**Short problem**:
Put every line of the data below into a numbered list, leaving out blank lines and the pictures.
* * *
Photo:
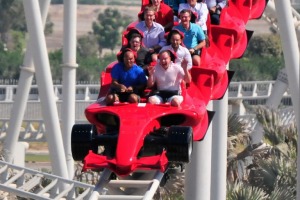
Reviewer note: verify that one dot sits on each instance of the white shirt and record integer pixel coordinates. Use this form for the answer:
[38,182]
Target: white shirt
[201,10]
[182,53]
[168,79]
* * *
**Task answer**:
1. Photo:
2. Reviewer note: verify that one dot sits on each instance of the white shirt and record integer pixel coordinates. Use this form for the answer:
3. [38,182]
4. Target: white shirt
5. [201,10]
6. [182,53]
7. [168,79]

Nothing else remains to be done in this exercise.